(Stored items)
>> START

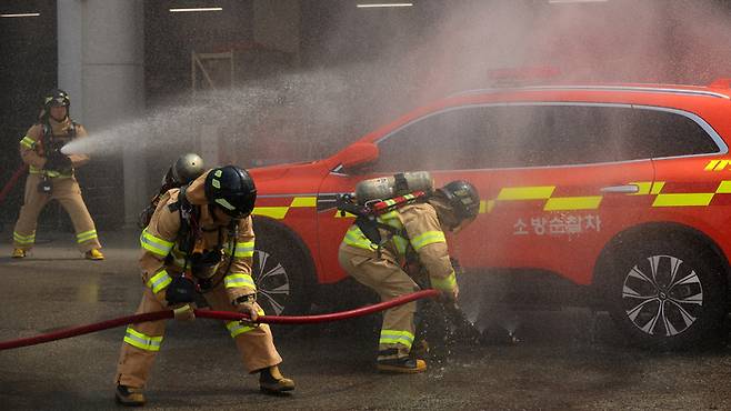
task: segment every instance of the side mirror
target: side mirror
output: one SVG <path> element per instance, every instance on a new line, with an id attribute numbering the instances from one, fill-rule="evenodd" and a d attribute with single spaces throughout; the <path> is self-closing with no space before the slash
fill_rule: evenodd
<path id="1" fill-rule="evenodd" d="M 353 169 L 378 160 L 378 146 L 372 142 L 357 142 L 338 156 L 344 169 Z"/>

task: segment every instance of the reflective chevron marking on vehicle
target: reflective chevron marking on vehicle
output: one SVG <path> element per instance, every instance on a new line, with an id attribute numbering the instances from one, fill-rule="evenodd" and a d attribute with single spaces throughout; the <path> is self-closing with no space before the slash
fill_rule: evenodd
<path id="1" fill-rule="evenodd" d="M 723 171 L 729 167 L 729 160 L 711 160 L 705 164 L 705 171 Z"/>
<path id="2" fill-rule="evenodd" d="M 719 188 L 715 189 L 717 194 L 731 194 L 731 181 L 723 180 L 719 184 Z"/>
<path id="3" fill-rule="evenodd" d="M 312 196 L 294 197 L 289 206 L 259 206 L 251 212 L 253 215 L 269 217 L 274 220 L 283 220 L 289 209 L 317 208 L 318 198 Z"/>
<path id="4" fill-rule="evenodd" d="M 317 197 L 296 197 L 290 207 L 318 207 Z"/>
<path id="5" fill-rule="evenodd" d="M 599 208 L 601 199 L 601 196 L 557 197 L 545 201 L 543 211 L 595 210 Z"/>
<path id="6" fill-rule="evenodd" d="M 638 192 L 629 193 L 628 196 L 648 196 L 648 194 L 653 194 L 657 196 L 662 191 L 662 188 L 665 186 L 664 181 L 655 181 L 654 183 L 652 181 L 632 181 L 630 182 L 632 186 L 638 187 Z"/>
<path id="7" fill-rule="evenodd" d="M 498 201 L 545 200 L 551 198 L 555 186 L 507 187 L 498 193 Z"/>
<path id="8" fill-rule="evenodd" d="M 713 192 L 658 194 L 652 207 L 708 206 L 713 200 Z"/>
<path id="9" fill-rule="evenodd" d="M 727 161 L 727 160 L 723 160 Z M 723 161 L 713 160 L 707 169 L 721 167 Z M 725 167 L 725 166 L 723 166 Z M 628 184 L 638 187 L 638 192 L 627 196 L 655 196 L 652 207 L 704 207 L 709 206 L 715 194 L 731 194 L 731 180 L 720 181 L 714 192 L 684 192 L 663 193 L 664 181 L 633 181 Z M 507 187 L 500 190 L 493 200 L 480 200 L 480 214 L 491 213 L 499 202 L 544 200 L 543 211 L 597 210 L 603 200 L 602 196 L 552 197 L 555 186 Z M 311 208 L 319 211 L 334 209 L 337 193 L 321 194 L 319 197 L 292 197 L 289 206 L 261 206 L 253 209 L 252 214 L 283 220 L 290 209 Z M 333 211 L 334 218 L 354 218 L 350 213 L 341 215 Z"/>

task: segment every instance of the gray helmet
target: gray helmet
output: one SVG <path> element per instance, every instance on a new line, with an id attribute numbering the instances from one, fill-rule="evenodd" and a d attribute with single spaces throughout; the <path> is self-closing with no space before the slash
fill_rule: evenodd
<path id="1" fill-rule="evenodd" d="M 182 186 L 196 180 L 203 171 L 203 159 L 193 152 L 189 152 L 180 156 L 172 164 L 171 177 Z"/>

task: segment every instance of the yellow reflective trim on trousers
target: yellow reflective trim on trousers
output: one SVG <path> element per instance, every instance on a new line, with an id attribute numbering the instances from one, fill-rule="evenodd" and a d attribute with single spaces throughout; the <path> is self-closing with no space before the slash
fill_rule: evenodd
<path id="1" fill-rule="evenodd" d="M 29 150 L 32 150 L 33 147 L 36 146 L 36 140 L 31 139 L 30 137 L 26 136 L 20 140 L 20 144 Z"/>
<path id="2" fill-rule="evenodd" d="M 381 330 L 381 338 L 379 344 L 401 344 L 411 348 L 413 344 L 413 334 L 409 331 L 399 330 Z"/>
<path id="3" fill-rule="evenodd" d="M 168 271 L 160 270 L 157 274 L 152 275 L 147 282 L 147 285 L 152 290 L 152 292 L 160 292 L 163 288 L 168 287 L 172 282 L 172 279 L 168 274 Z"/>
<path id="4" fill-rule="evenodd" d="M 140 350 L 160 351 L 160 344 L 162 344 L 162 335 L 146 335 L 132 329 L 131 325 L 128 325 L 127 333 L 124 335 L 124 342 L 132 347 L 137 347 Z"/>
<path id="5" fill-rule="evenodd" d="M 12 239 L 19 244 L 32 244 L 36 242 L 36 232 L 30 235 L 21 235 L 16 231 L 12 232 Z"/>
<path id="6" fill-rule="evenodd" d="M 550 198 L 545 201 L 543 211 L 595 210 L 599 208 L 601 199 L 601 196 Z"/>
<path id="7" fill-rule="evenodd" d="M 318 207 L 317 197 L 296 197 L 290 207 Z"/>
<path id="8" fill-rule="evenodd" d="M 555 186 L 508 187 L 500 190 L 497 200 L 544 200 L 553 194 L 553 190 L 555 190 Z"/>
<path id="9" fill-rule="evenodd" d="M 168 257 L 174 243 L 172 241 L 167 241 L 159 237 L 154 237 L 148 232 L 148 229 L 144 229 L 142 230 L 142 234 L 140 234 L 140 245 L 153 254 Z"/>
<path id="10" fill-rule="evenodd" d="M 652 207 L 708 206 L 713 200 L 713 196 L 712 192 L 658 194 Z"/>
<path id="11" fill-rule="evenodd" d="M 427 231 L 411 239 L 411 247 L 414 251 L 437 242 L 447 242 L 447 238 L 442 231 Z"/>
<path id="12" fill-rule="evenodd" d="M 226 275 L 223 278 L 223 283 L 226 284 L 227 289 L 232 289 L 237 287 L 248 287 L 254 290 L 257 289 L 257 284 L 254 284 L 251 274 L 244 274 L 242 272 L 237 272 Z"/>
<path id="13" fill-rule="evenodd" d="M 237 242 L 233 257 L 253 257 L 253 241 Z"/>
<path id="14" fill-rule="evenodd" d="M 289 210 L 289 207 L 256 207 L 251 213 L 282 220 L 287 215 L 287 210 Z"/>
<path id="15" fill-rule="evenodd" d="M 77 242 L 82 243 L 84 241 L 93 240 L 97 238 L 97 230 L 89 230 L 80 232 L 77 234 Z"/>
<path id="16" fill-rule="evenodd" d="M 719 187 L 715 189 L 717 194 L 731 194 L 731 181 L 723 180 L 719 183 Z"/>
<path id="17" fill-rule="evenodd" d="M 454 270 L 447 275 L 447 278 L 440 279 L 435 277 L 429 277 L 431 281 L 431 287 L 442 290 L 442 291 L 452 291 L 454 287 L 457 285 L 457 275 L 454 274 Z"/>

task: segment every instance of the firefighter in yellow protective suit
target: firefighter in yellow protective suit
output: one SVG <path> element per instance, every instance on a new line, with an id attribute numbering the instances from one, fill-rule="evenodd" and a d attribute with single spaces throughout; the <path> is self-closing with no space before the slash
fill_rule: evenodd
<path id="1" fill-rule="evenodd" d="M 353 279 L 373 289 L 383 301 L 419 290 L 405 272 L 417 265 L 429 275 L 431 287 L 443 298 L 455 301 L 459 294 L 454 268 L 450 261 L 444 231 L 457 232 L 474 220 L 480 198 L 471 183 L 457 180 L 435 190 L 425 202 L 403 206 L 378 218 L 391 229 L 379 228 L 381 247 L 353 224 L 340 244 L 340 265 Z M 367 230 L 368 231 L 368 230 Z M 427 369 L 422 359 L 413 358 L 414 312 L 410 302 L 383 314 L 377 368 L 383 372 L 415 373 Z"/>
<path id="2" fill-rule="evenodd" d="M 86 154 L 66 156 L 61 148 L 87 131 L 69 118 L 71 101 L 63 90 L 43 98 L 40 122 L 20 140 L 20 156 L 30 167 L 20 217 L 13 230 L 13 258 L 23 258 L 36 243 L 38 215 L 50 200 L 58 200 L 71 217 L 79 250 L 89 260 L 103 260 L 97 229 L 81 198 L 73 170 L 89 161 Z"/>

>> END

[Description of the task]
Reproduce the material unchanged, starting with the line that contains "task: segment every instance of the reflective" and going on through the line that contains "312 196 L 294", with both of those lines included.

[Result below]
task: segment every instance of the reflective chevron marking on vehicle
target: reflective chevron marking on vehicle
output: one SVG <path> element per instance, every instance on a new line, with an id attribute numbering the instances from one, fill-rule="evenodd" and a d attribute with single spaces throughout; the <path> is self-closing with no space before the slash
fill_rule: evenodd
<path id="1" fill-rule="evenodd" d="M 723 171 L 729 167 L 729 160 L 711 160 L 705 164 L 705 171 Z"/>
<path id="2" fill-rule="evenodd" d="M 719 188 L 715 189 L 717 194 L 731 194 L 731 181 L 723 180 L 719 184 Z"/>
<path id="3" fill-rule="evenodd" d="M 312 196 L 294 197 L 289 206 L 259 206 L 251 212 L 253 215 L 269 217 L 274 220 L 283 220 L 289 209 L 317 208 L 318 198 Z"/>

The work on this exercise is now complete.